[start Information provided]

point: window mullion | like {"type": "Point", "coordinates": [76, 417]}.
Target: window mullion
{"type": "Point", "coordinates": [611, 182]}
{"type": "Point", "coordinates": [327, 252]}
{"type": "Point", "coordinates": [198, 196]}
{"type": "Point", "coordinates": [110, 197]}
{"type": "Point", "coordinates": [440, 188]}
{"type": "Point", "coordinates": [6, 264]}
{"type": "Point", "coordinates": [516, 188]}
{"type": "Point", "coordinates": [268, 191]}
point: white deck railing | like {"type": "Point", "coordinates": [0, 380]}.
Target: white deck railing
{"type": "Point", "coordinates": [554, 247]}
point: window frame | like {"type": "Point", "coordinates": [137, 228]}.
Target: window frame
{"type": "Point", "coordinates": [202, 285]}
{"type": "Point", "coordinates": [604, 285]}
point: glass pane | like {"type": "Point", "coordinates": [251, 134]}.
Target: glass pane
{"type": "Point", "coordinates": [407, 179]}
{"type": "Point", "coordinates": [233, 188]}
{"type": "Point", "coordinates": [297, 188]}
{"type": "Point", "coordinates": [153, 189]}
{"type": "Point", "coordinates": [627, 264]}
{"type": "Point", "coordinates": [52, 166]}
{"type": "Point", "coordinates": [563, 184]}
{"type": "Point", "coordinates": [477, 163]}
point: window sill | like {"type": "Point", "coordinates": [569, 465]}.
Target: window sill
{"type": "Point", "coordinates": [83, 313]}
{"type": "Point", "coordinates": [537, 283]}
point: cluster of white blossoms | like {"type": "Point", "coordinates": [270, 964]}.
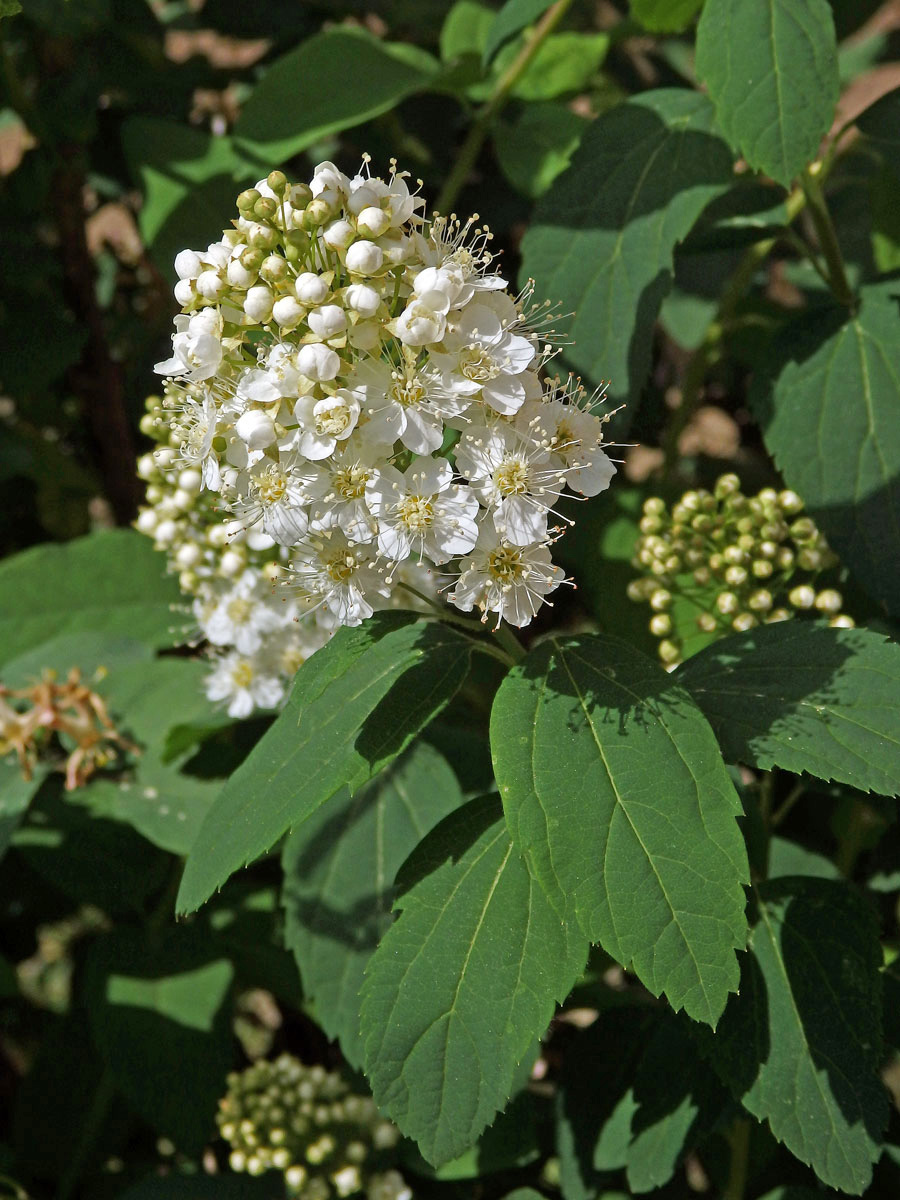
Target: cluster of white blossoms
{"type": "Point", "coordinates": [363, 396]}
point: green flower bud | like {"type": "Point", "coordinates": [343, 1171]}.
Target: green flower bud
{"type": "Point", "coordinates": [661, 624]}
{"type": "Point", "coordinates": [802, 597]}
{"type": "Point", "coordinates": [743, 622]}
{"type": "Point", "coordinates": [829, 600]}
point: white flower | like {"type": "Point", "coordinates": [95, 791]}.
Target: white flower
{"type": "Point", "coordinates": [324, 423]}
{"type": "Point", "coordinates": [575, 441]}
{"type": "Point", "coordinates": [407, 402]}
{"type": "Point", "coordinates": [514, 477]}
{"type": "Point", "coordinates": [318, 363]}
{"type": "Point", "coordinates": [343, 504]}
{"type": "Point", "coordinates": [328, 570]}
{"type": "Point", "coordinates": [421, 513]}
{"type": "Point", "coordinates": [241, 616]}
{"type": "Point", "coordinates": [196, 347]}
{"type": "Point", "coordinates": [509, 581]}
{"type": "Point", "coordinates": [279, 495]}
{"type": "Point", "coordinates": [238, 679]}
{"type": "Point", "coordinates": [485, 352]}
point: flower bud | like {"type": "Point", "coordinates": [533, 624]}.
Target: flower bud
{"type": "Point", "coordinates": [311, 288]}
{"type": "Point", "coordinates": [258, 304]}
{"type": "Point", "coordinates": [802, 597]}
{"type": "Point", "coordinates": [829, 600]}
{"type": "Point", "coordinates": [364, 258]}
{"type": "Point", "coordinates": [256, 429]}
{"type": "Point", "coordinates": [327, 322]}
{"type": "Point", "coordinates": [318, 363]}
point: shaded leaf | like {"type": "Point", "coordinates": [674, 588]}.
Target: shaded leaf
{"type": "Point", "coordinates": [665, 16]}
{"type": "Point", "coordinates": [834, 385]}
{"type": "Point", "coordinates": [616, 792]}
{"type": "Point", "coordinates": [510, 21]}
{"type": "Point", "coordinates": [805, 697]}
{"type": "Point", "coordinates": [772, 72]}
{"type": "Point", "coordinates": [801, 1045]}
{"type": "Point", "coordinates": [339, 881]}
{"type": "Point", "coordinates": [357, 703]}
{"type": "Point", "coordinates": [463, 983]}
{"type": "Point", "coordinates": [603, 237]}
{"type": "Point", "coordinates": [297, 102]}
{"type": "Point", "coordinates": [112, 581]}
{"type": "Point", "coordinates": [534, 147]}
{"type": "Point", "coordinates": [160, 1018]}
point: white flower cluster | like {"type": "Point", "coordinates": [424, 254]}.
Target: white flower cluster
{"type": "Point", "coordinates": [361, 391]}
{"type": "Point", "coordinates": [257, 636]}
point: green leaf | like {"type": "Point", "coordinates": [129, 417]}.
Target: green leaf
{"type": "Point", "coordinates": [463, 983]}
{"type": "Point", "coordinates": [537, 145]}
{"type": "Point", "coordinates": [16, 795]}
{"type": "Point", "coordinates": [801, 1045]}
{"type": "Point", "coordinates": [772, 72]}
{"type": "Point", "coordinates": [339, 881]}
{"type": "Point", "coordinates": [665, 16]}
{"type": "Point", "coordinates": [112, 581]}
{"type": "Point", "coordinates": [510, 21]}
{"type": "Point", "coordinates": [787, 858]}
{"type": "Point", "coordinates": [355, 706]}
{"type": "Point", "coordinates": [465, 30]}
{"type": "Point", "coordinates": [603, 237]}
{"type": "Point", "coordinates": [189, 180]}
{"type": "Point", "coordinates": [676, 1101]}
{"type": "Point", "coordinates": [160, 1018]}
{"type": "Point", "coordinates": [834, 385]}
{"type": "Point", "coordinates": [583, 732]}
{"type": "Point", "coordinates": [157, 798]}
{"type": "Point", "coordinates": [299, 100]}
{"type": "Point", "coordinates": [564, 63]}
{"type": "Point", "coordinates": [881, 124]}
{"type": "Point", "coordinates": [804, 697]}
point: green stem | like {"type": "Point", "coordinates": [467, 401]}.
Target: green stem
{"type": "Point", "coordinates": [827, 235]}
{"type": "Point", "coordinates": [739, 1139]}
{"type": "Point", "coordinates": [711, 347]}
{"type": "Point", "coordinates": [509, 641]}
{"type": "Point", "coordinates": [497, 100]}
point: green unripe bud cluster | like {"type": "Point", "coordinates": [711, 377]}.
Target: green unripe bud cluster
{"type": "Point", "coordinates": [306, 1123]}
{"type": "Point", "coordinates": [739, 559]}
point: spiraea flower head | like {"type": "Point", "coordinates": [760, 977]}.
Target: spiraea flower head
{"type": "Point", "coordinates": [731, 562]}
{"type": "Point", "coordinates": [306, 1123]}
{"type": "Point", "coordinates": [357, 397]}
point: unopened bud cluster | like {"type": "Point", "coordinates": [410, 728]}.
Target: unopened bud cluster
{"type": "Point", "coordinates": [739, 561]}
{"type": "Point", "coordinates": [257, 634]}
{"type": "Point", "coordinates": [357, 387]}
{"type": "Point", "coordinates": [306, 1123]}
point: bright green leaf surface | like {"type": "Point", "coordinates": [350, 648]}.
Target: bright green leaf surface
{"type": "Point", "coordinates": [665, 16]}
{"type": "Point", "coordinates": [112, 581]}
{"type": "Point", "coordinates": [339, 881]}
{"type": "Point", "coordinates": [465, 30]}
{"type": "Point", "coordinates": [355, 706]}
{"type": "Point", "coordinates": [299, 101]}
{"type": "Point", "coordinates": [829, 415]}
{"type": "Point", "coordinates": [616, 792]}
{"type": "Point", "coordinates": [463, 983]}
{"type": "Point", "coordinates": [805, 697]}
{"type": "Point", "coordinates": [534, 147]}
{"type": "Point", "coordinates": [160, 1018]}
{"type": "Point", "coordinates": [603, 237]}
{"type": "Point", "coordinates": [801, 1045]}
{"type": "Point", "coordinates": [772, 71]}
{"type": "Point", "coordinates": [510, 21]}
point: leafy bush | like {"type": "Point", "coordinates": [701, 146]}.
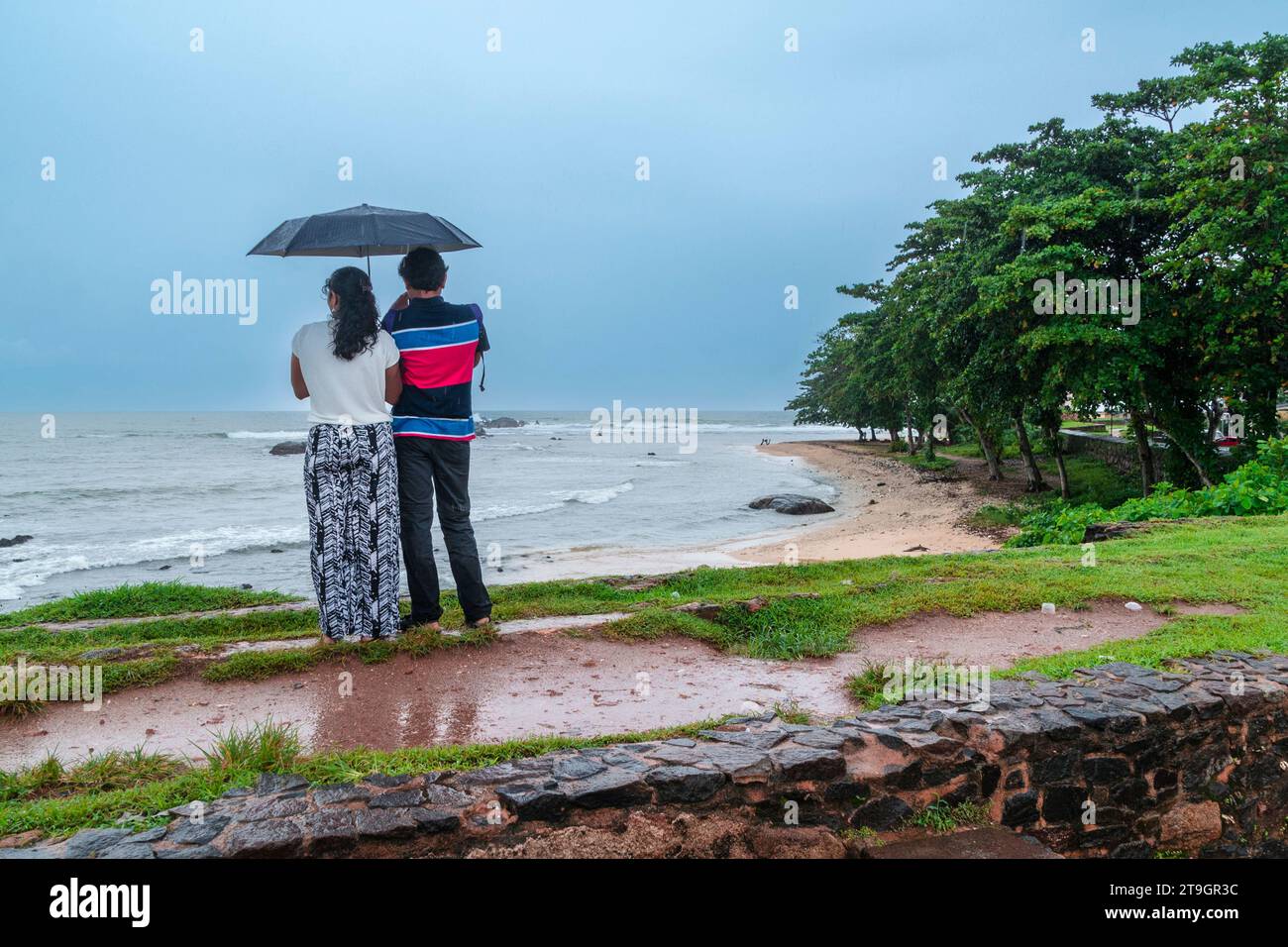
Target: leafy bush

[end Information provided]

Short task =
Write out the entries above word for word. Do not include the pictures.

Written response =
point: window mullion | like {"type": "Point", "coordinates": [76, 417]}.
Target: window mullion
{"type": "Point", "coordinates": [611, 182]}
{"type": "Point", "coordinates": [327, 252]}
{"type": "Point", "coordinates": [198, 196]}
{"type": "Point", "coordinates": [110, 197]}
{"type": "Point", "coordinates": [440, 188]}
{"type": "Point", "coordinates": [6, 264]}
{"type": "Point", "coordinates": [516, 188]}
{"type": "Point", "coordinates": [268, 191]}
point: white deck railing | like {"type": "Point", "coordinates": [0, 380]}.
Target: white deck railing
{"type": "Point", "coordinates": [554, 247]}
point: window frame | like {"type": "Point", "coordinates": [137, 228]}.
Target: window frame
{"type": "Point", "coordinates": [202, 285]}
{"type": "Point", "coordinates": [604, 285]}
point: glass pane | like {"type": "Point", "coordinates": [251, 134]}.
Target: glass pane
{"type": "Point", "coordinates": [407, 179]}
{"type": "Point", "coordinates": [233, 188]}
{"type": "Point", "coordinates": [297, 188]}
{"type": "Point", "coordinates": [153, 189]}
{"type": "Point", "coordinates": [627, 264]}
{"type": "Point", "coordinates": [52, 166]}
{"type": "Point", "coordinates": [563, 184]}
{"type": "Point", "coordinates": [477, 163]}
point: window sill | like {"type": "Point", "coordinates": [569, 465]}.
Target: window sill
{"type": "Point", "coordinates": [83, 313]}
{"type": "Point", "coordinates": [537, 283]}
point: cluster of white blossoms | like {"type": "Point", "coordinates": [270, 964]}.
Target: cluster of white blossoms
{"type": "Point", "coordinates": [363, 396]}
point: green flower bud | like {"type": "Point", "coordinates": [343, 1171]}.
Target: green flower bud
{"type": "Point", "coordinates": [661, 624]}
{"type": "Point", "coordinates": [802, 597]}
{"type": "Point", "coordinates": [743, 622]}
{"type": "Point", "coordinates": [829, 600]}
point: white flower | like {"type": "Point", "coordinates": [95, 791]}.
Target: white flower
{"type": "Point", "coordinates": [324, 423]}
{"type": "Point", "coordinates": [575, 441]}
{"type": "Point", "coordinates": [407, 402]}
{"type": "Point", "coordinates": [514, 477]}
{"type": "Point", "coordinates": [318, 363]}
{"type": "Point", "coordinates": [343, 504]}
{"type": "Point", "coordinates": [328, 570]}
{"type": "Point", "coordinates": [421, 513]}
{"type": "Point", "coordinates": [241, 616]}
{"type": "Point", "coordinates": [196, 347]}
{"type": "Point", "coordinates": [509, 581]}
{"type": "Point", "coordinates": [279, 495]}
{"type": "Point", "coordinates": [238, 679]}
{"type": "Point", "coordinates": [485, 352]}
point: flower bud | like {"type": "Point", "coordinates": [533, 624]}.
Target: flower bud
{"type": "Point", "coordinates": [311, 288]}
{"type": "Point", "coordinates": [258, 304]}
{"type": "Point", "coordinates": [802, 597]}
{"type": "Point", "coordinates": [829, 600]}
{"type": "Point", "coordinates": [364, 258]}
{"type": "Point", "coordinates": [256, 429]}
{"type": "Point", "coordinates": [327, 322]}
{"type": "Point", "coordinates": [318, 363]}
point: shaded leaf | like {"type": "Point", "coordinates": [674, 588]}.
Target: shaded leaf
{"type": "Point", "coordinates": [665, 16]}
{"type": "Point", "coordinates": [834, 385]}
{"type": "Point", "coordinates": [616, 792]}
{"type": "Point", "coordinates": [510, 21]}
{"type": "Point", "coordinates": [805, 697]}
{"type": "Point", "coordinates": [772, 72]}
{"type": "Point", "coordinates": [801, 1045]}
{"type": "Point", "coordinates": [339, 881]}
{"type": "Point", "coordinates": [357, 703]}
{"type": "Point", "coordinates": [463, 983]}
{"type": "Point", "coordinates": [603, 237]}
{"type": "Point", "coordinates": [297, 102]}
{"type": "Point", "coordinates": [112, 581]}
{"type": "Point", "coordinates": [534, 147]}
{"type": "Point", "coordinates": [160, 1018]}
point: white flower cluster | like {"type": "Point", "coordinates": [424, 254]}.
Target: white flower cluster
{"type": "Point", "coordinates": [361, 391]}
{"type": "Point", "coordinates": [257, 636]}
point: green leaf | like {"type": "Point", "coordinates": [129, 417]}.
Target: green leaf
{"type": "Point", "coordinates": [463, 983]}
{"type": "Point", "coordinates": [537, 145]}
{"type": "Point", "coordinates": [16, 795]}
{"type": "Point", "coordinates": [801, 1045]}
{"type": "Point", "coordinates": [772, 72]}
{"type": "Point", "coordinates": [339, 881]}
{"type": "Point", "coordinates": [665, 16]}
{"type": "Point", "coordinates": [112, 581]}
{"type": "Point", "coordinates": [510, 21]}
{"type": "Point", "coordinates": [787, 858]}
{"type": "Point", "coordinates": [355, 706]}
{"type": "Point", "coordinates": [465, 30]}
{"type": "Point", "coordinates": [603, 237]}
{"type": "Point", "coordinates": [189, 180]}
{"type": "Point", "coordinates": [676, 1101]}
{"type": "Point", "coordinates": [160, 1018]}
{"type": "Point", "coordinates": [834, 385]}
{"type": "Point", "coordinates": [583, 732]}
{"type": "Point", "coordinates": [157, 798]}
{"type": "Point", "coordinates": [299, 100]}
{"type": "Point", "coordinates": [564, 63]}
{"type": "Point", "coordinates": [881, 124]}
{"type": "Point", "coordinates": [804, 697]}
point: green stem | like {"type": "Point", "coordinates": [467, 401]}.
Target: green stem
{"type": "Point", "coordinates": [827, 235]}
{"type": "Point", "coordinates": [739, 1139]}
{"type": "Point", "coordinates": [711, 347]}
{"type": "Point", "coordinates": [509, 641]}
{"type": "Point", "coordinates": [497, 100]}
point: green unripe bud cluster | like {"type": "Point", "coordinates": [711, 377]}.
Target: green unripe bud cluster
{"type": "Point", "coordinates": [306, 1123]}
{"type": "Point", "coordinates": [739, 559]}
point: spiraea flower head | like {"type": "Point", "coordinates": [760, 977]}.
Target: spiraea flower head
{"type": "Point", "coordinates": [731, 562]}
{"type": "Point", "coordinates": [306, 1123]}
{"type": "Point", "coordinates": [357, 397]}
point: unopened bud cluster | like {"type": "Point", "coordinates": [410, 728]}.
Target: unopened bud cluster
{"type": "Point", "coordinates": [739, 561]}
{"type": "Point", "coordinates": [257, 634]}
{"type": "Point", "coordinates": [357, 387]}
{"type": "Point", "coordinates": [306, 1123]}
point: bright green leaf surface | like {"type": "Point", "coordinates": [350, 648]}.
Target: bright green leaf surface
{"type": "Point", "coordinates": [665, 16]}
{"type": "Point", "coordinates": [112, 581]}
{"type": "Point", "coordinates": [339, 881]}
{"type": "Point", "coordinates": [465, 30]}
{"type": "Point", "coordinates": [355, 706]}
{"type": "Point", "coordinates": [299, 101]}
{"type": "Point", "coordinates": [829, 415]}
{"type": "Point", "coordinates": [616, 792]}
{"type": "Point", "coordinates": [463, 983]}
{"type": "Point", "coordinates": [805, 697]}
{"type": "Point", "coordinates": [534, 147]}
{"type": "Point", "coordinates": [160, 1018]}
{"type": "Point", "coordinates": [603, 237]}
{"type": "Point", "coordinates": [801, 1045]}
{"type": "Point", "coordinates": [772, 71]}
{"type": "Point", "coordinates": [510, 21]}
point: leafy bush | like {"type": "Point", "coordinates": [701, 146]}.
Target: leafy bush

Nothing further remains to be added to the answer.